## REQUIRED ACTION
What is needed is an exact printout of all the data.

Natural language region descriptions
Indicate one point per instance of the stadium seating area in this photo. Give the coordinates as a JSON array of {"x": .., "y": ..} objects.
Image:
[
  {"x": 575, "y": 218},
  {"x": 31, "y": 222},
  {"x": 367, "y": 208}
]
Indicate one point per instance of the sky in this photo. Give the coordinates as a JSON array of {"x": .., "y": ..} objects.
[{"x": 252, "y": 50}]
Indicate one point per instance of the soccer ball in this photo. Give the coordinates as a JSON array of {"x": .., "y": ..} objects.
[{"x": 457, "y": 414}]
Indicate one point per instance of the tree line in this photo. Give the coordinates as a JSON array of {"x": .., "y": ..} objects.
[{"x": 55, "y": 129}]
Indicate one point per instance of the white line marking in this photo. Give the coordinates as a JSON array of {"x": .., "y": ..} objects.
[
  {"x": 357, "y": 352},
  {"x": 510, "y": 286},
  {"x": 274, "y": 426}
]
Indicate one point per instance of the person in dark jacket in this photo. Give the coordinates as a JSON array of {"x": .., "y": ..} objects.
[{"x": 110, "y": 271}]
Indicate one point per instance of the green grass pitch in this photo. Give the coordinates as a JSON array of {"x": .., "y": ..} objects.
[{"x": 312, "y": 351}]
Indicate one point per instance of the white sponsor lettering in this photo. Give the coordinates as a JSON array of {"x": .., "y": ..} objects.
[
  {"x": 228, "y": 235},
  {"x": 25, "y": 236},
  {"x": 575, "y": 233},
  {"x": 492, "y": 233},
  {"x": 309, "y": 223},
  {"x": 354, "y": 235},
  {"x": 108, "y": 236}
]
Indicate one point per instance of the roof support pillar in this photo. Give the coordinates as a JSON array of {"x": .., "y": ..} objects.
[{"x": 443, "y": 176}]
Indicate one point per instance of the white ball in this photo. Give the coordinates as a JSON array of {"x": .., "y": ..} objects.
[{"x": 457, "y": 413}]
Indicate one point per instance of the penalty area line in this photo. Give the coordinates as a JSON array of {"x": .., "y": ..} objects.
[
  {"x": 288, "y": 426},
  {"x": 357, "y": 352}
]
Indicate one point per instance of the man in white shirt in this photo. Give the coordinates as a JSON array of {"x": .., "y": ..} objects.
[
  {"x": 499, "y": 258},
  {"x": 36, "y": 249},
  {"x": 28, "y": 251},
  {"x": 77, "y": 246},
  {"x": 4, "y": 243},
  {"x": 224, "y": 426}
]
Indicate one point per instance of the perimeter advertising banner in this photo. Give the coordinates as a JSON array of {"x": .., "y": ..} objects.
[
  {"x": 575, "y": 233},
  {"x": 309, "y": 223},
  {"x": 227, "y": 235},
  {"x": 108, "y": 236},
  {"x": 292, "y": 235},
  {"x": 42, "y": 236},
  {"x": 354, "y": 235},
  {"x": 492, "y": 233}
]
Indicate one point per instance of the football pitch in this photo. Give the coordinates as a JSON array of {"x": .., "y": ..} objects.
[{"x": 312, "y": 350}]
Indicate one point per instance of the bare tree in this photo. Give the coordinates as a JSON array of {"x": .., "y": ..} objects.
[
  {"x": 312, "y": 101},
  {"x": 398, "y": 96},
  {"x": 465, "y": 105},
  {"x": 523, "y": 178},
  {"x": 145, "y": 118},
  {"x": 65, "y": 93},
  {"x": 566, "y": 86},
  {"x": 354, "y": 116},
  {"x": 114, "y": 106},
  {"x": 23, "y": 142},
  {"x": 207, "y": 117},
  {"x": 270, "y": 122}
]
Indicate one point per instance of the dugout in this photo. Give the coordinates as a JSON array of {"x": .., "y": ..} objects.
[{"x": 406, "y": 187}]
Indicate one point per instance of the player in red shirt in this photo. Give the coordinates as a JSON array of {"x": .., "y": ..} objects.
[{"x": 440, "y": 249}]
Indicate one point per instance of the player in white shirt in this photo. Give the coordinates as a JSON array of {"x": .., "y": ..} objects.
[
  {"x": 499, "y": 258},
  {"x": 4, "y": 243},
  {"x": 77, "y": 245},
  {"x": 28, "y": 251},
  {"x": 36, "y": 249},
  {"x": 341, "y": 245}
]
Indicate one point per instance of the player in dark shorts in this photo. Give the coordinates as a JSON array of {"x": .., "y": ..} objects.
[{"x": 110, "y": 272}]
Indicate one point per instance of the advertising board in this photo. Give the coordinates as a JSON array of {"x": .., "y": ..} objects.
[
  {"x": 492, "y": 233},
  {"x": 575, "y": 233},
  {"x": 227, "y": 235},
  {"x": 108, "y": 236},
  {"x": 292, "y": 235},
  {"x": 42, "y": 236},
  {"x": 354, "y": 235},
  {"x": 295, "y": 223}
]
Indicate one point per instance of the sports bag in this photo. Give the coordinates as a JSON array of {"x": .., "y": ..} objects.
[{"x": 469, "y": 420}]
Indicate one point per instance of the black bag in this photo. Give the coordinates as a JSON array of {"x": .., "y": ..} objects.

## ANSWER AREA
Indicate one point per instance of the stadium seating area in this photo. Give the coordinates as a JSON array of {"x": .., "y": ..} objects.
Image:
[
  {"x": 575, "y": 218},
  {"x": 31, "y": 222},
  {"x": 367, "y": 208}
]
Indicate one point per instance of the sky in this photo. Give the coordinates as a JSON array of {"x": .., "y": ..} objects.
[{"x": 252, "y": 50}]
Indicate one point per instance of the soccer ball in this photo. Give the coordinates as a JSON array of {"x": .., "y": ..} objects.
[{"x": 457, "y": 414}]
Indicate one point per instance of the tree line in this photo. Give the coordinates as a JSON array of {"x": .., "y": ..} objects.
[{"x": 55, "y": 129}]
Indicate one point per instance of the white line marking in this photo. Give the coordinates as a JSON array of {"x": .., "y": ..} objects.
[
  {"x": 357, "y": 352},
  {"x": 510, "y": 286},
  {"x": 274, "y": 426}
]
Indicate one point per instance of the person in dark jacket in this photo. Give the coordinates as a JSON array of {"x": .., "y": ..} objects.
[{"x": 110, "y": 271}]
Indicate one point per instance of the green grass pitch in this photo. Give the coordinates as a JSON array of {"x": .., "y": ..} objects.
[{"x": 312, "y": 351}]
Indicate one point per instance of the white sponsor lettering in this photo. Give the coordinates as a JSON array of {"x": .., "y": ..} objects.
[
  {"x": 228, "y": 235},
  {"x": 25, "y": 236},
  {"x": 575, "y": 233},
  {"x": 492, "y": 233},
  {"x": 309, "y": 223},
  {"x": 354, "y": 235},
  {"x": 108, "y": 236}
]
Indicate one point per instance of the roof support pillar in this photo. Give the coordinates as a JSON array of {"x": .., "y": ..} objects.
[{"x": 443, "y": 176}]
Indicate one point per instance of the white ball in this photo. Give the coordinates as a JSON array of {"x": .., "y": ..} objects.
[{"x": 457, "y": 413}]
Indicate one point per instance of the penalty area line in this photo. Give the coordinates as a JSON array of {"x": .., "y": ..} objects.
[
  {"x": 288, "y": 426},
  {"x": 357, "y": 352}
]
Indicate one point per instance of the man in white shirt in this photo. Give the coordinates as a JSON array of {"x": .., "y": ..} objects.
[
  {"x": 499, "y": 258},
  {"x": 36, "y": 249},
  {"x": 28, "y": 251},
  {"x": 77, "y": 246},
  {"x": 4, "y": 243},
  {"x": 224, "y": 426}
]
Indicate one point per instance of the perimeter advertising banner in this photo. Give the coordinates as a JSON array of {"x": .., "y": ..} objects.
[
  {"x": 575, "y": 233},
  {"x": 309, "y": 223},
  {"x": 227, "y": 235},
  {"x": 108, "y": 236},
  {"x": 292, "y": 235},
  {"x": 42, "y": 236},
  {"x": 354, "y": 235},
  {"x": 492, "y": 233}
]
Indicate one point per instance of the football pitch in this photo. Give the coordinates as a JSON array of {"x": .., "y": ..} objects.
[{"x": 312, "y": 350}]
Indicate one point per instance of the bare tree in this photo. Give the coordinates as a JSON array of {"x": .., "y": ..} objects.
[
  {"x": 312, "y": 101},
  {"x": 398, "y": 96},
  {"x": 465, "y": 105},
  {"x": 523, "y": 178},
  {"x": 145, "y": 118},
  {"x": 65, "y": 93},
  {"x": 566, "y": 86},
  {"x": 354, "y": 116},
  {"x": 114, "y": 106},
  {"x": 23, "y": 142},
  {"x": 207, "y": 117},
  {"x": 270, "y": 122}
]
Indicate one point per instance of the dugout in this photo. Give the coordinates as a JSON array of {"x": .., "y": ..} objects.
[{"x": 406, "y": 187}]
Indicate one point per instance of the player in red shirt in this photo. Give the coordinates as a JSON array of {"x": .., "y": ..} objects.
[{"x": 440, "y": 249}]
Indicate one point per instance of the player in white shirt in this photo. Give the coordinates as a JSON array of {"x": .., "y": ..} objects.
[
  {"x": 499, "y": 258},
  {"x": 4, "y": 243},
  {"x": 77, "y": 245},
  {"x": 28, "y": 251},
  {"x": 36, "y": 249},
  {"x": 341, "y": 245}
]
Indicate one point per instance of the player in dark shorts in this photo. Give the coordinates as a JSON array of {"x": .., "y": ..} objects.
[{"x": 110, "y": 272}]
Indicate one point per instance of the advertising board in this photo. Give the coordinates as a JSON array of {"x": .., "y": ..} objects.
[
  {"x": 492, "y": 233},
  {"x": 575, "y": 233},
  {"x": 227, "y": 235},
  {"x": 108, "y": 236},
  {"x": 292, "y": 235},
  {"x": 42, "y": 236},
  {"x": 354, "y": 235},
  {"x": 295, "y": 223}
]
Indicate one point per instance of the sports bag in this photo. Give the coordinates as a JSON array of {"x": .., "y": ..} objects.
[{"x": 469, "y": 420}]
Indicate one point per instance of the black bag in this photo. Give the coordinates as a JSON array of {"x": .., "y": ..} objects.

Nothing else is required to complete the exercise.